─── Excerpt ───
Multi-element analysis of soils and sediments from archaeological sites have shown that former human activity can impact the soil resulting in elevated element concentrations. In particular the results of a recent study by the authors have highlighted the correlation between enhanced levels of lead (Pb) and functional areas on post-medieval farm sites abandoned within the last 65-150 years. These signatures are an important resource potentially providing information on past management practices. However, even where local reference materials have been geochemically fingerprinted it is difficult to identify Pb sources because of the diversity of inputs (e.g. alloys, paints, glass, fuel materials), modern atmospheric deposition, and mixing of elemental signatures in the soil.

A preliminary study of the potential of lead isotope ratios to differentiate between Pb sources used TIMS analysis to determine ratios of 208Pb/204Pb, 207Pb/204Pb, 206Pb/204Pb, 206Pb/207Pb, 208Pb/207Pb and 208Pb/206Pb in soils from the house, hearth, byre, kailyard, and arable fields of an abandoned croft in Shetland, Scotland. Local fuel (turf and coal), plaster, and soil parent materials (sand and till) were also analysed. The results show clear differences in Pb isotope ratios between the reference materials, and between the soils of the different contexts.
─── Material ───
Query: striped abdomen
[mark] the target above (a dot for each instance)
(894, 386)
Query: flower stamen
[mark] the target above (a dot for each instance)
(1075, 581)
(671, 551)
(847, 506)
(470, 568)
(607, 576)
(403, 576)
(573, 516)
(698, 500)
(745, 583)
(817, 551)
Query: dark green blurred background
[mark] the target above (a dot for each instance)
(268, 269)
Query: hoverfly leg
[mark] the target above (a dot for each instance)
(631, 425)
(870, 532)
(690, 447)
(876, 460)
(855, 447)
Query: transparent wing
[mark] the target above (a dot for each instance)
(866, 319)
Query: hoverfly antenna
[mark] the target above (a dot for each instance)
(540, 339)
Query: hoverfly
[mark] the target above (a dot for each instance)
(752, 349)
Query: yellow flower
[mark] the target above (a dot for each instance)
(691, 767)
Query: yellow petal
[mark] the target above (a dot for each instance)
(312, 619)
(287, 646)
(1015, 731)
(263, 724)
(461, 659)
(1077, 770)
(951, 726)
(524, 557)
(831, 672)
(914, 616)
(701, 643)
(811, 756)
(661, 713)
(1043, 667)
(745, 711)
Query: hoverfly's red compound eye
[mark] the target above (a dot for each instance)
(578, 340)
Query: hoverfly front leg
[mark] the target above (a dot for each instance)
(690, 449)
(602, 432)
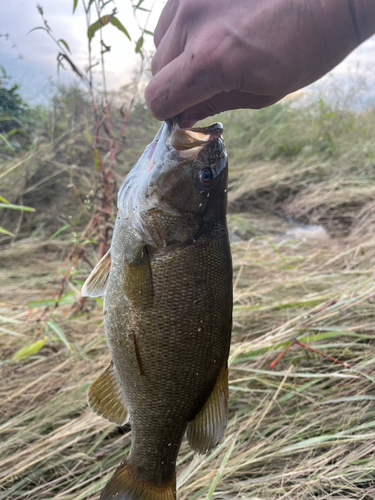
───
Quote the soil lead excerpt from "A preliminary study" to "the different contexts.". Please rely on the soil lead excerpt alone.

- Answer to this exercise -
A preliminary study of the potential of lead isotope ratios to differentiate between Pb sources used TIMS analysis to determine ratios of 208Pb/204Pb, 207Pb/204Pb, 206Pb/204Pb, 206Pb/207Pb, 208Pb/207Pb and 208Pb/206Pb in soils from the house, hearth, byre, kailyard, and arable fields of an abandoned croft in Shetland, Scotland. Local fuel (turf and coal), plaster, and soil parent materials (sand and till) were also analysed. The results show clear differences in Pb isotope ratios between the reference materials, and between the soils of the different contexts.